## [TASK TO COMPLETE]
Copy each line below as it stands, but skip any picture it contains.

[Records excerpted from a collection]

--------------------------------------------------

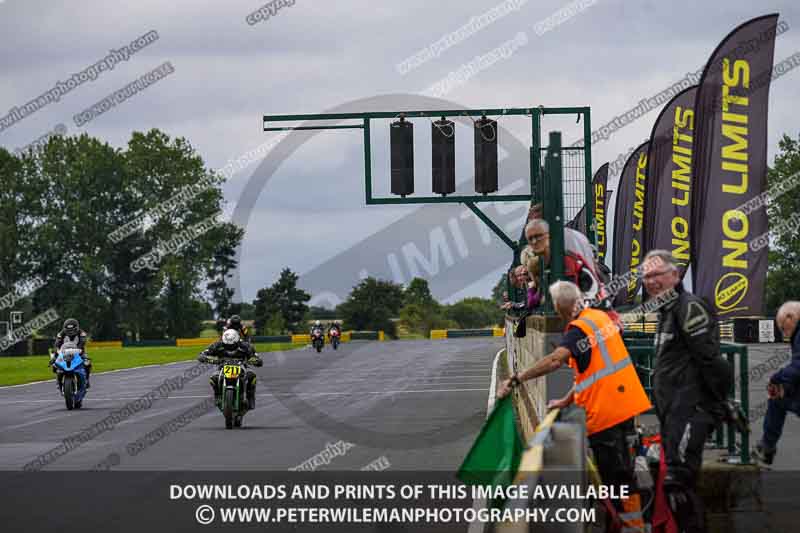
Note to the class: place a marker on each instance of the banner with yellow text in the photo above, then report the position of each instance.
(729, 169)
(629, 222)
(669, 179)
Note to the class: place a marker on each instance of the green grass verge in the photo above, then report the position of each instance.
(17, 370)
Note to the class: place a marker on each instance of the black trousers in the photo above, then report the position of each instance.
(612, 455)
(685, 427)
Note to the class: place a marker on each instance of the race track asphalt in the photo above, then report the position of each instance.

--------------------------------------------------

## [FINAL ANSWER]
Note to the class: place a marker on each instance of the banner with yellow text in the photo above, then report the position of each instance.
(729, 169)
(629, 222)
(669, 179)
Note to the class: place a marker on each instance of the green grass verge in the photo above, then report the position of each instance.
(17, 370)
Note to the class: place a marker on each instance of the black trousers in the photo above, then report the position of each instance.
(612, 455)
(685, 427)
Note to the class: place a marker on each instance of the race track asphalt in the photo above, then report the position of each instance.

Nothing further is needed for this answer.